[Document section — start]
Characteristics of 3D Printable Bronze PLA-Based Filament Composites for Gaskets

Abstract

Composite materials can be tailored for various properties, but the manufacturing process can be quite lengthy depending on the complexity of the final product. Instead, we focused our attention on the relatively new technology of additive manufacturing (3D printing) that can produce complex geometries for a limited number of samples. Due to the weak bond between successive printed layers, these objects will have weaker mechanical properties in relation to cast or sintered materials. Thus, the orientation of the printed layers can make a huge difference in the behavior of the products. In this paper, a 3D printed composite made from bronze-filled PLA is mechanically characterized in order to be used as a substitute for sintered compacted bronze products for compression loads. Thus, cylindrical samples grown with the base horizontally and vertically were subjected to compression loads to determine their stress-strain curves at room temperature as well as in the glass transition region. Due to a lack of published research in this area, this study offers an insight into the usability of bronze-filled PLA for gaskets or other objects subjected to compression loads.

1. Introduction

Composite materials have played an important role throughout human history, from housing early civilizations to enabling future innovations. Composites offer many benefits like corrosion resistance, design flexibility, durability, strength, and they are lightweight. The weight savings translates into energy savings or increased performance [1,2].

Composites can be tailored for various properties by appropriately choosing their components, proportions, distributions, morphologies, degrees of crystallinity, crystallographic textures, as well as the structure and composition of the interface between components. They have permeated our everyday lives, such as products that are used in constructions, medical applications [3], automotive [4,5,6,7,8] and electronics industry [9], aerospace, defense [10], oil and gas transportation, sports, and many more.
[Document section — finish]
[Data excerpts — start]
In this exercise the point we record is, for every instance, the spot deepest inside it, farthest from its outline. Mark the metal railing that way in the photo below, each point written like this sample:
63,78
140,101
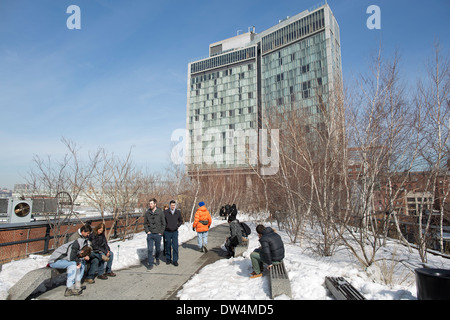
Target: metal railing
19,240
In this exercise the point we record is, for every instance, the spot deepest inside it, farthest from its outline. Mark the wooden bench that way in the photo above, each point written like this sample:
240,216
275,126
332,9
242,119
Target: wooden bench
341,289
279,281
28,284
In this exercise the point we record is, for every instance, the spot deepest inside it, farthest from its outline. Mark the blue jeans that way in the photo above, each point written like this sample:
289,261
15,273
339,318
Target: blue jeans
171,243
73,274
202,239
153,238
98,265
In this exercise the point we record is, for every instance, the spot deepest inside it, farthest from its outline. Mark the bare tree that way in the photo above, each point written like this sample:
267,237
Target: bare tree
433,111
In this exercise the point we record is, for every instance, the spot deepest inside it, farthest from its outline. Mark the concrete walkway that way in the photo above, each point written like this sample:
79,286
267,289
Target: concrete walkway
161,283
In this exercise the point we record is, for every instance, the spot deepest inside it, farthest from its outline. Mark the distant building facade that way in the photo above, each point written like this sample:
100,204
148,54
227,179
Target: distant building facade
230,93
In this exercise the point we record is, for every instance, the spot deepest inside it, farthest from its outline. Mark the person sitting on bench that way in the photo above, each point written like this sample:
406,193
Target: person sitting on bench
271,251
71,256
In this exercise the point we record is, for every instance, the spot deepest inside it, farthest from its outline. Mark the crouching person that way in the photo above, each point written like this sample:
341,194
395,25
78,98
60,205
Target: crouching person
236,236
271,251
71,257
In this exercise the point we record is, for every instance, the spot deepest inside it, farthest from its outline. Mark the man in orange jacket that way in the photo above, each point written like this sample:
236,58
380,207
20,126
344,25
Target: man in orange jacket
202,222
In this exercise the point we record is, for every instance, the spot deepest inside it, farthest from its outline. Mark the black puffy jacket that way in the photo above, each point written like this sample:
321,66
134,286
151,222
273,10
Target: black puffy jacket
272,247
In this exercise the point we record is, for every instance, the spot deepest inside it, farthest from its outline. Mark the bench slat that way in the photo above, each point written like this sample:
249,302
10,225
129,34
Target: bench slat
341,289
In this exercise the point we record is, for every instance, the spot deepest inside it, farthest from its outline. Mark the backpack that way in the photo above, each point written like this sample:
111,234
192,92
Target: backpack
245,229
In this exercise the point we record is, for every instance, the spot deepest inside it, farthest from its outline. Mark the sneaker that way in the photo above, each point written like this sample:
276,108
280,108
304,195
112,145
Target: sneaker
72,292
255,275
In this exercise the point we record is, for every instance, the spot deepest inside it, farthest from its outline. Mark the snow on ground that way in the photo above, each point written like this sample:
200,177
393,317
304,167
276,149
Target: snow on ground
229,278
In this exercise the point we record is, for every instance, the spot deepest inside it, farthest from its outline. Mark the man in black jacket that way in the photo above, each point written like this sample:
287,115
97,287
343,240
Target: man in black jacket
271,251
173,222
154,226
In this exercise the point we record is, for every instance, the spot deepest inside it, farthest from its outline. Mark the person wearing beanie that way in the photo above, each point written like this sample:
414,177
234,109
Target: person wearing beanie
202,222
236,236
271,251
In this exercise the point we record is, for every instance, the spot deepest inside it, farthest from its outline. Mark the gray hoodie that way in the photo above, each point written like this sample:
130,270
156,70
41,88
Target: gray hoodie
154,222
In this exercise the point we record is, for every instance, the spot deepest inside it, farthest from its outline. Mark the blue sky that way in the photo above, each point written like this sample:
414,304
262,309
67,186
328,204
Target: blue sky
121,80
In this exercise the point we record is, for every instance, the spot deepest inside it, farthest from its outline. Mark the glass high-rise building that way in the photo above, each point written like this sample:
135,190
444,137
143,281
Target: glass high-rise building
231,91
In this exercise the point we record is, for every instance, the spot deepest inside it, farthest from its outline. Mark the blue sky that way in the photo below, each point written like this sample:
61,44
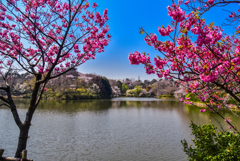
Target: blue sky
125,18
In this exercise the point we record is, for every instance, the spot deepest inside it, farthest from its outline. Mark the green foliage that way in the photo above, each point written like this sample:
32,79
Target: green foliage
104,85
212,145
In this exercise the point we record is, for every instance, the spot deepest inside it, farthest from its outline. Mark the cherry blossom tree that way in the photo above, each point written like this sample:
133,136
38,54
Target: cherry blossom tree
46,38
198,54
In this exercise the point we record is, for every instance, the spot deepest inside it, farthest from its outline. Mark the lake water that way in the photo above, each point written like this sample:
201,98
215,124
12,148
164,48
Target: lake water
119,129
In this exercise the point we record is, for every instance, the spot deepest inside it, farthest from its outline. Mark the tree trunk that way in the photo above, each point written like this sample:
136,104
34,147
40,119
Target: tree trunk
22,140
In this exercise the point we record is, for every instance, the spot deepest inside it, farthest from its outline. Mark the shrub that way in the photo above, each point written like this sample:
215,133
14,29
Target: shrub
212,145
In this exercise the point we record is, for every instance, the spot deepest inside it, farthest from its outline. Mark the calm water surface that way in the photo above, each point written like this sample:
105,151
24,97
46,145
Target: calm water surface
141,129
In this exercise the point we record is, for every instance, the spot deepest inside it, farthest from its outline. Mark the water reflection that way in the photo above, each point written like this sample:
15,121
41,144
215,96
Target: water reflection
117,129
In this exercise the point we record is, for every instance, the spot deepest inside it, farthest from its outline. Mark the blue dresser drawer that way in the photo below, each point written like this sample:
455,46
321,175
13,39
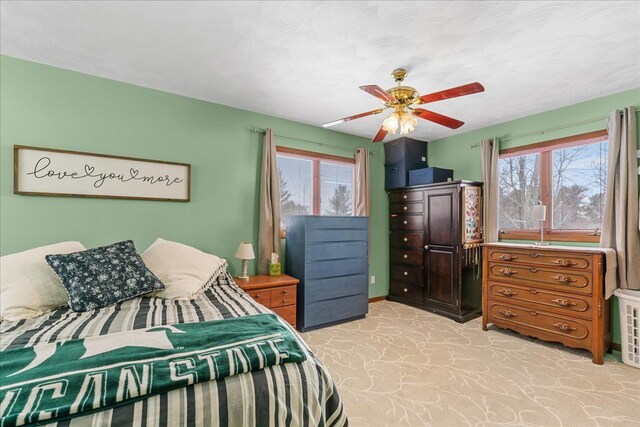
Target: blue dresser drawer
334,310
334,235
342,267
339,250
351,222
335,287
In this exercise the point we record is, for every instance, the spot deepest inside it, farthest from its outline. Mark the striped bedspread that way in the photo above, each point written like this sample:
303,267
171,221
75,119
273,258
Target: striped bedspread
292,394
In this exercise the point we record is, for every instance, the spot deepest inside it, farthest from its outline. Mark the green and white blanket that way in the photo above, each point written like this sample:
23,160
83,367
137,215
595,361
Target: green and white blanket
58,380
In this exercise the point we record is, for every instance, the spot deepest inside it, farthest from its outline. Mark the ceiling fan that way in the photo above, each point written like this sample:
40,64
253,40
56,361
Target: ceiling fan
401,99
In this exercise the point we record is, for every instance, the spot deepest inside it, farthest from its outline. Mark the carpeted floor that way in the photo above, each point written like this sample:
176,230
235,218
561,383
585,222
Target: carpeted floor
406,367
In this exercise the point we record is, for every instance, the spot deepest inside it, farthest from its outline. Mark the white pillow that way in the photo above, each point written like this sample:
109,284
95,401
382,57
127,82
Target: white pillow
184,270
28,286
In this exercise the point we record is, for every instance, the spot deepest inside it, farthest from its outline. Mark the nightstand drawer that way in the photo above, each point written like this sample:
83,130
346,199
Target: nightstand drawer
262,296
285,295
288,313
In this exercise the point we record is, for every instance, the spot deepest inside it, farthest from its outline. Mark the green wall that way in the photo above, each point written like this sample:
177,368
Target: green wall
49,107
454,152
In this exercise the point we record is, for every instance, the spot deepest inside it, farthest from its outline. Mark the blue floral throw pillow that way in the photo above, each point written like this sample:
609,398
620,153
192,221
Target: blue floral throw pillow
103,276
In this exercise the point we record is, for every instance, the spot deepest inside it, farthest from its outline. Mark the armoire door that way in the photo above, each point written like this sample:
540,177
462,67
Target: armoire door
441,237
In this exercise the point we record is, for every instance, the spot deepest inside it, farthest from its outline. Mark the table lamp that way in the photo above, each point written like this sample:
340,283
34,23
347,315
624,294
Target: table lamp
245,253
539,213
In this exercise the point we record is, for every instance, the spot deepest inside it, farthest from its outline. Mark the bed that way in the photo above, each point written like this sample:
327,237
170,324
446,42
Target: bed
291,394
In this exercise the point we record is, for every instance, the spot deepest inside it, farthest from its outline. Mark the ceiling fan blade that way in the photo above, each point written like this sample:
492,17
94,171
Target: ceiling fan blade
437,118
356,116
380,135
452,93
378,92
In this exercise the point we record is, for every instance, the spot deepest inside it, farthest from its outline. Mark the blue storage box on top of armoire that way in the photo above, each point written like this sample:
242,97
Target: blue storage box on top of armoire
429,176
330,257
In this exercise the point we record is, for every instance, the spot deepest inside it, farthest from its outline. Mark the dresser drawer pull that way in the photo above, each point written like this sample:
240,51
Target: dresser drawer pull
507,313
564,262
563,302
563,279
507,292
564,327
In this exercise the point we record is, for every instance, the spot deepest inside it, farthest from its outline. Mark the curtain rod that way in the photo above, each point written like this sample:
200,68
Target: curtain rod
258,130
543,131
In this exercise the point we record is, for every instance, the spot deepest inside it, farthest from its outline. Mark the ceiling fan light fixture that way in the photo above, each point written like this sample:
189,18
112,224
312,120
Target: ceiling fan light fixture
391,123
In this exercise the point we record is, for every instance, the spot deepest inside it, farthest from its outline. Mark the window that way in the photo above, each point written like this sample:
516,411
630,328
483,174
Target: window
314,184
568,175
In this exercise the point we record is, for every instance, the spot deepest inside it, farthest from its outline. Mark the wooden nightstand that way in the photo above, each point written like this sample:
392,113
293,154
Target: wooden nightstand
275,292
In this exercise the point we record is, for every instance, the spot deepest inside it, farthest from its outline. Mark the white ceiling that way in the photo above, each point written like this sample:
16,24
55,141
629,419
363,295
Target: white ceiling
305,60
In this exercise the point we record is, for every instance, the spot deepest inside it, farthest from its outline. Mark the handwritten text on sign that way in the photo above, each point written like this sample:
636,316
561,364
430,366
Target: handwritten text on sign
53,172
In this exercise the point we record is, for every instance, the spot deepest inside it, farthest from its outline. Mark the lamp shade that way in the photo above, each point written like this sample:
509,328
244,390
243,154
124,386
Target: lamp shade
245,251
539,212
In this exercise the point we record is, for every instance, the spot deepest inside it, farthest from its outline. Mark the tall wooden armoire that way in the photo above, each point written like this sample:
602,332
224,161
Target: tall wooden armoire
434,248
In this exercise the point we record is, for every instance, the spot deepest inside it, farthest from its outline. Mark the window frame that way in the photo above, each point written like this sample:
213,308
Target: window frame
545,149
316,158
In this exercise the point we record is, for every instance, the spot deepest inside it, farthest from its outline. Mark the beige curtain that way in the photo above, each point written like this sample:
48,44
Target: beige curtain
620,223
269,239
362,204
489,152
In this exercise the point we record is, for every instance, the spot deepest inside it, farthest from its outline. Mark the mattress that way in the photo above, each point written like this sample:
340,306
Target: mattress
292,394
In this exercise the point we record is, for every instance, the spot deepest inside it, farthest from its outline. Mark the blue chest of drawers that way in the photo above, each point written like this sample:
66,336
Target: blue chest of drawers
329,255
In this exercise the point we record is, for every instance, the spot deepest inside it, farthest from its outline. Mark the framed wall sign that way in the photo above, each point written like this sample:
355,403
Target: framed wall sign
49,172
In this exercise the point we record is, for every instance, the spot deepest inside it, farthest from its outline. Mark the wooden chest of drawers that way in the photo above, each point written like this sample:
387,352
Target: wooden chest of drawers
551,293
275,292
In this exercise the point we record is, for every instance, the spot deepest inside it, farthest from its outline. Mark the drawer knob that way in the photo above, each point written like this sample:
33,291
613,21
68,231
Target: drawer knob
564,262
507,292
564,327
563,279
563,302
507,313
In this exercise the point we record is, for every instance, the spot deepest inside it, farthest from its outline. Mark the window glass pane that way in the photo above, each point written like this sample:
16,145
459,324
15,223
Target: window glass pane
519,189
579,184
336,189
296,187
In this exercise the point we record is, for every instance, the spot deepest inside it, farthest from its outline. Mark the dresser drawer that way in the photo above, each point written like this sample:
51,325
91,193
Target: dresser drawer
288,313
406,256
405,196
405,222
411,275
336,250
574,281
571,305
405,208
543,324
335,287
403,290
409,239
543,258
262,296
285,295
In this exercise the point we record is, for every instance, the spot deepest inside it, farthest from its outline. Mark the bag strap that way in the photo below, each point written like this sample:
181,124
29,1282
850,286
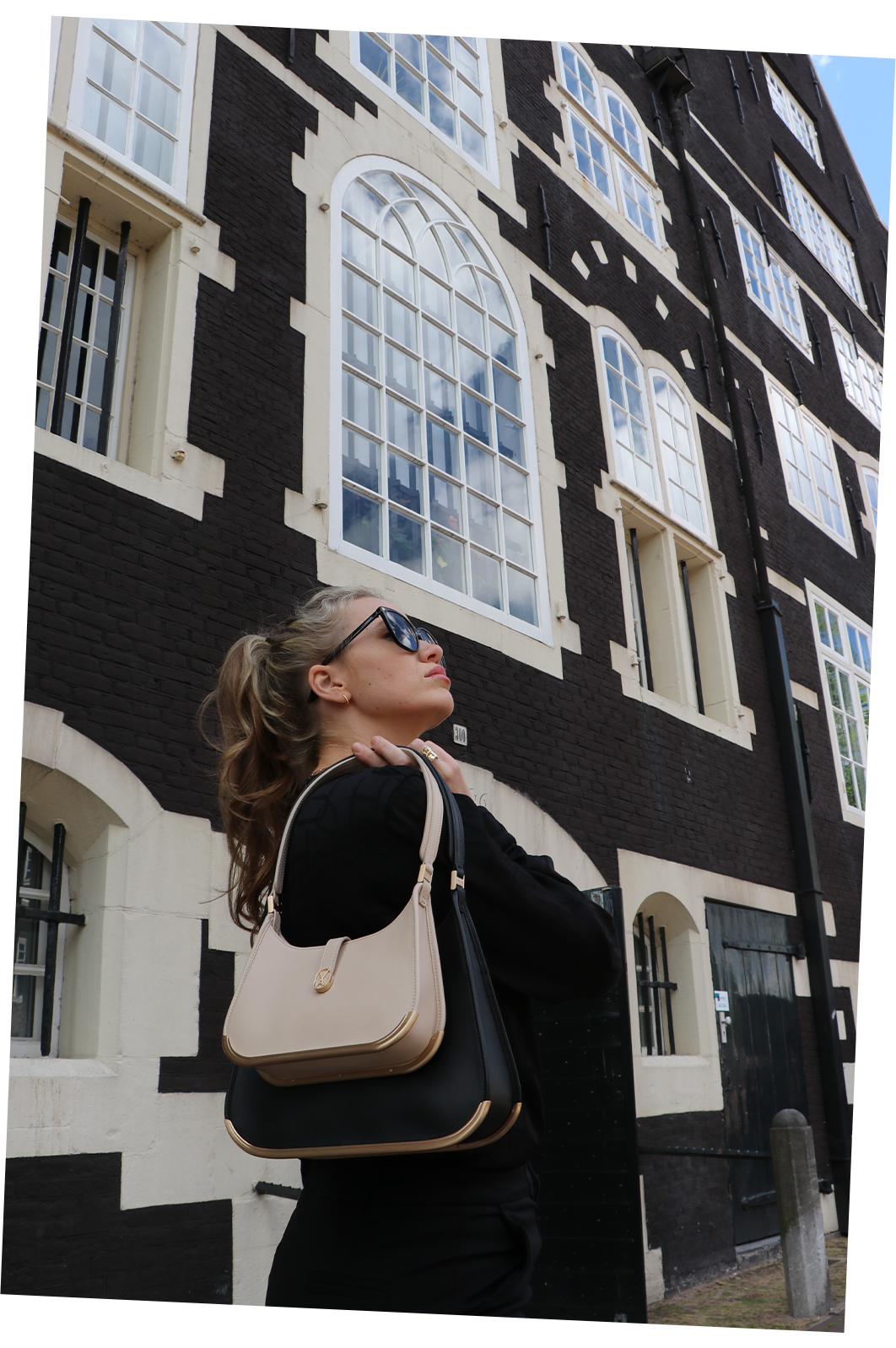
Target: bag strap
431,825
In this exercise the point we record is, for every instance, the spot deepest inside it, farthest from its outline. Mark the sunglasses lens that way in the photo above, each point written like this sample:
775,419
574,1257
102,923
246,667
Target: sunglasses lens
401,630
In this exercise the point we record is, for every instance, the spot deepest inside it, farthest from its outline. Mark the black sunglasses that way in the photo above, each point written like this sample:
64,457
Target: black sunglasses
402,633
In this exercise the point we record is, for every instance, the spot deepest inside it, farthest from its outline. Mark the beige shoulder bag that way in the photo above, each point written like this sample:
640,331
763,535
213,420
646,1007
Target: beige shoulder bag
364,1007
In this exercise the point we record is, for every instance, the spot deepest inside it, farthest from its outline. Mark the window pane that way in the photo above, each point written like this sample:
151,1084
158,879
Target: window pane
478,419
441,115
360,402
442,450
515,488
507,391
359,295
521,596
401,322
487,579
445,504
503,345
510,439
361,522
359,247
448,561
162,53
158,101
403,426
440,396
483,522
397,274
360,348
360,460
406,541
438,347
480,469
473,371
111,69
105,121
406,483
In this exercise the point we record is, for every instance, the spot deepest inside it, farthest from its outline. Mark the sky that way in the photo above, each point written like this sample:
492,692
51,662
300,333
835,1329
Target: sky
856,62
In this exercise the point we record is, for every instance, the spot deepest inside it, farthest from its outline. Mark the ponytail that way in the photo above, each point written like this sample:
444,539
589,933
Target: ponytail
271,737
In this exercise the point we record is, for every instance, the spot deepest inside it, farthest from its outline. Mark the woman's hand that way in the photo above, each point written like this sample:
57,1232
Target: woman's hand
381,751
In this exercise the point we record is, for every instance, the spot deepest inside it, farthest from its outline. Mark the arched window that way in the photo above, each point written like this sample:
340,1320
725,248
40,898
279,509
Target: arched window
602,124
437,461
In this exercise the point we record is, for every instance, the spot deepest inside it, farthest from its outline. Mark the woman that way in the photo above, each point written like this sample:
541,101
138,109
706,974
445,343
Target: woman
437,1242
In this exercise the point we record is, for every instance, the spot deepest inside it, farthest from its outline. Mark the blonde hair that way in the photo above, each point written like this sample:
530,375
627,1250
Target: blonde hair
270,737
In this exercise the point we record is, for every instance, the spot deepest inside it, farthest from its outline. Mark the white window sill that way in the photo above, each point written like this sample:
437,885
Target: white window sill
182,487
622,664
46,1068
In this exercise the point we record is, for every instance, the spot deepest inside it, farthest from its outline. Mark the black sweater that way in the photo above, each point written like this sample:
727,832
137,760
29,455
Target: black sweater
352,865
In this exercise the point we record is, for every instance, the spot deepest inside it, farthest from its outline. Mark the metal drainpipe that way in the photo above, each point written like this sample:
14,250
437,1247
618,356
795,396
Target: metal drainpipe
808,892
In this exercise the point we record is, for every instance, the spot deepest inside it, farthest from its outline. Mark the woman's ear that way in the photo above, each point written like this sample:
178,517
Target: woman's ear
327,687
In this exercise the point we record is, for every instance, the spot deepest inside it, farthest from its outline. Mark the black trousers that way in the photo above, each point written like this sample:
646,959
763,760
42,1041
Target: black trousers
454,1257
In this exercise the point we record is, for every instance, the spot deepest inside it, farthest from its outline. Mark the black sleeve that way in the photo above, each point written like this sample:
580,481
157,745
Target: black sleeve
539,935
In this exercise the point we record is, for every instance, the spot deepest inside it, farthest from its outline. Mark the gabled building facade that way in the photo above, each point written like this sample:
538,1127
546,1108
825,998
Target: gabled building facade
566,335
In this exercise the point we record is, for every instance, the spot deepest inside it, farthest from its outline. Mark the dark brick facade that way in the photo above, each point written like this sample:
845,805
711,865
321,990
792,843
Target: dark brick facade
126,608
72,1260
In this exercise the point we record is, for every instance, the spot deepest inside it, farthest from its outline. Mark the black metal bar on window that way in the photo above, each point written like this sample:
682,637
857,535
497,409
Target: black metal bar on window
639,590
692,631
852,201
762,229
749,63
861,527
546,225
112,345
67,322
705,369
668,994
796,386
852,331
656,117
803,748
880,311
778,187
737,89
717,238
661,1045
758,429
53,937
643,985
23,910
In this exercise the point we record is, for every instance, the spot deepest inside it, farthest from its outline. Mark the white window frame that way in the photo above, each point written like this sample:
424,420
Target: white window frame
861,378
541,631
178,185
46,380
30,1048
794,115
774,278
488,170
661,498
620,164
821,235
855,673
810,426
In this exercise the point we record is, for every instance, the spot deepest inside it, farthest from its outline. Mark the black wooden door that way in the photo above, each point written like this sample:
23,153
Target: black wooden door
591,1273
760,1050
[Data excerpts — finish]
Please carry on the paper about 3D printable bronze PLA composites for gaskets from the point where it stops. The records have no connection to the text on bronze-filled PLA gaskets.

The composites industry is a constantly evolving one, working with new materials; processes and applications are being developed all the time—like using hybrid virgin and recycled fibers, faster and more automated manufacturing. As a result, composite materials constitute most commercial engineering materials. The global composites materials market is growing every year. Metal matrix composites represent 10% of the production of composite materials, as matrix metals are chosen Al, Ti, Mg, Ni, Cu, Fe, [11,12]. In the last decades, specific processes of powder metallurgy were elaborated for composites materials [13].

There are a lot of composites which are manufactured by additive manufacturing. Additive manufacturing is playing an increasingly important role in the manufacturing industry, is mainly used in toolmaking and prototype construction, and enables the creation of 3D objects. Additive manufacturing includes processes in which the part to be produced is constructed by the addition of material. The construction is carried out in layers [14]. There are several types of 3D printing processes, of which Fused Deposition Modelling (FDM) technology is one of the simplest and most cost-effective [15]. The FDM process involves layering materials like plastics, composites, or biomaterials to create objects that range in shape, size, rigidity, and color. The suitability and implementation of 3D-Printing for small-scale series production are presented and discussed by some authors [16,17,18,19]. The resulting strength, stiffness, and rigidity of printed objects are considered limiting factors for the more widespread adoption of FDM.

One of the most common raw materials in the FDM process is PLA polylactic acid. PLA is thermoplastic semi-crystalline polyester, a biopolymer that can be made from natural materials such as starch and sugar, and it can be decomposed by composting under industrial conditions [20,21]. Nowadays, environmental protection is very important, so biopolymers such as PLA have become the center of interest [22,23]. The elevated environmental awareness and the good properties (high tensile strength and Young’s modulus, good flexural strength) have resulted in the expanded use of PLA for consumer goods and packaging applications. Furthermore, it is expected that novel technological advances will lead to a boom in the biopolymer market in the transportation and automotive industries Due to its high mechanical strength and good processability, it has great potential to replace conventional materials; composite PLA can be used [24].

The purpose of this work is the study of the mechanical properties of the bronze-based PLA, mainly for compression loads and the comparison between the mechanical properties of PLA bronze-filled printed samples, and CuSn10 sintered bronze powder samples.

One of the many uses of bronze due to its good corrosion resistance and hardness is for gaskets. Gaskets are flat seals that can be made in any shape required. They can be made from a range of materials, including paper, rubber, silicone, leather, metal, cork, felt, neoprene, nitrile rubber, fiberglass, polytetrafluoroethylene, polymers and are often made with layers of different materials. Non-asbestos gasket sheets are made using organic fibers, aramid fibers, NBR (nitrile butadiene rubber), and mineral fibers. These materials can be used for applications where water or oil resistance is required.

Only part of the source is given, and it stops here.